• **Written instruction 1**
Select every line of the records that contains the string "Target", treating uppercase and lowercase as distinct.
# # # #
Watch Kimberly Foster ease out of the driver's seat of her red Porsche and you'd think she really lives the role she plays in "Dallas" (CBS-TV, 8 p.m.).

But in conversation, it's quickly apparent that the 28-year-old blonde is no real-life Michelle Stevens."Michelle doesn't have a limit on how far she'll go with anything or anybody," says Ms. Foster. "She's very smart and devious and conniving. She lies, too. But I think she still has some vulnerability."

She herself is vulnerable, Ms. Foster says, but that's the only part of her character's description that fits.

"I tell little white lies - not to you, of course," she says, laughing. "But I have limits. I have this country girl still inside me. I want people to be honest and up front and I like people who have their feet on the ground."

Ms. Foster grew up in rural Booneville, Ark., a town with only one stoplight.

"It was teeny," she says of her hometown. "But you don't really miss what you don't know about. I rode horses a lot, I was a cheerleader and I played on the basketball team. And my mom liked to travel a lot. Every summer we went somewhere - Europe or California or something. So I think I got the best of both worlds."

Ms. Foster, whose lanky 5-foot-8 frame and creamy complexion were ideal for the modeling jobs she did before becoming an actress, finds the world of "Dallas" not all that different from small-town Arkansas.
# # # #
• **Written instruction 2**
Reproduce the Kimberly Foster profile word for word, beginning at "She herself is" and stopping after "only one stoplight.".
# # # #
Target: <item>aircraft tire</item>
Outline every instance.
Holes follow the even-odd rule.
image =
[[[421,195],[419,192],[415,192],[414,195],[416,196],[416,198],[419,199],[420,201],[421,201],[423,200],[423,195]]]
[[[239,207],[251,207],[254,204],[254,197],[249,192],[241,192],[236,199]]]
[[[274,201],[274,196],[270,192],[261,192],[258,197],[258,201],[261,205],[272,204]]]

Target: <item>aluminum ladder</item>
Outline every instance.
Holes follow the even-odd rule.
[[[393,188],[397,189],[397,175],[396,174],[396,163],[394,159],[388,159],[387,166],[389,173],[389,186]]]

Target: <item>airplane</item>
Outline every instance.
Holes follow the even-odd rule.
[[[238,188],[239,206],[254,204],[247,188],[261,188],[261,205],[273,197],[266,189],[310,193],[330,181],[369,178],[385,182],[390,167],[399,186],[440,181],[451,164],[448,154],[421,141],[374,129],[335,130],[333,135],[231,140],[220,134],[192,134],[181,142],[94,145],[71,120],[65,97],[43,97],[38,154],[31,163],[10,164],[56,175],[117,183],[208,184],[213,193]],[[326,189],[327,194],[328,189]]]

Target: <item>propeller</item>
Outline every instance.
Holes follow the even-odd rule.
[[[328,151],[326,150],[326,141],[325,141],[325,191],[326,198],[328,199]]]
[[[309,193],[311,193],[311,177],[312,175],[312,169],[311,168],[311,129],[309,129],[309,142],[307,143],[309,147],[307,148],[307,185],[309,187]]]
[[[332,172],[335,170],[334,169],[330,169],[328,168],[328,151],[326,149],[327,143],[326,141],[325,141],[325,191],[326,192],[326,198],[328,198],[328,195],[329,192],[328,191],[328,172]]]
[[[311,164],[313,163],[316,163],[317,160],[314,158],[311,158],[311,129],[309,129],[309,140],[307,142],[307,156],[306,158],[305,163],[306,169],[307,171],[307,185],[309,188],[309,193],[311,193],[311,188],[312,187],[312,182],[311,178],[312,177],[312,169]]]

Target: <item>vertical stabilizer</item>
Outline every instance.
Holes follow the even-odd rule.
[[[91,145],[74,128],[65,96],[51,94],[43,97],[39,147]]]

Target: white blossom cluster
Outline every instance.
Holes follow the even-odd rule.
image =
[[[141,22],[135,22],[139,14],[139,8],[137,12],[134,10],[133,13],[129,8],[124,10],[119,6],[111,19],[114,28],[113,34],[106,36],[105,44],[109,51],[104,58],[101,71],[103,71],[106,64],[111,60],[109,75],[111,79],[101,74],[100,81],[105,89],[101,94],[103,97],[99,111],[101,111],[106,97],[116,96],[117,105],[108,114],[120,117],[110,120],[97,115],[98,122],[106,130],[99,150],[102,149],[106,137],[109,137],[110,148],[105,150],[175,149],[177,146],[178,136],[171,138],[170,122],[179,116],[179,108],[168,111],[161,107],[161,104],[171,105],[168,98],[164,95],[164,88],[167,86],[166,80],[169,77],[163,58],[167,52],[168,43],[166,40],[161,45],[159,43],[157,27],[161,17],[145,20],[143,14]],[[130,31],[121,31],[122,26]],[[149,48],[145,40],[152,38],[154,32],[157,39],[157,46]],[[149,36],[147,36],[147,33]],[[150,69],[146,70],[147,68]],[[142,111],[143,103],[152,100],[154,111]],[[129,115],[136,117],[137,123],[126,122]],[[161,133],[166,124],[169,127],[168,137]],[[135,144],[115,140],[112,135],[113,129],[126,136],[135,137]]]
# # # #
• **Answer 1**
Target: <item>aircraft tire</item>
Target: <item>aluminum ladder</item>
Target: <item>airplane</item>
Target: <item>propeller</item>
Target: <item>vertical stabilizer</item>
Target: white blossom cluster

• **Answer 2**
She herself is vulnerable, Ms. Foster says, but that's the only part of her character's description that fits.

"I tell little white lies - not to you, of course," she says, laughing. "But I have limits. I have this country girl still inside me. I want people to be honest and up front and I like people who have their feet on the ground."

Ms. Foster grew up in rural Booneville, Ark., a town with only one stoplight.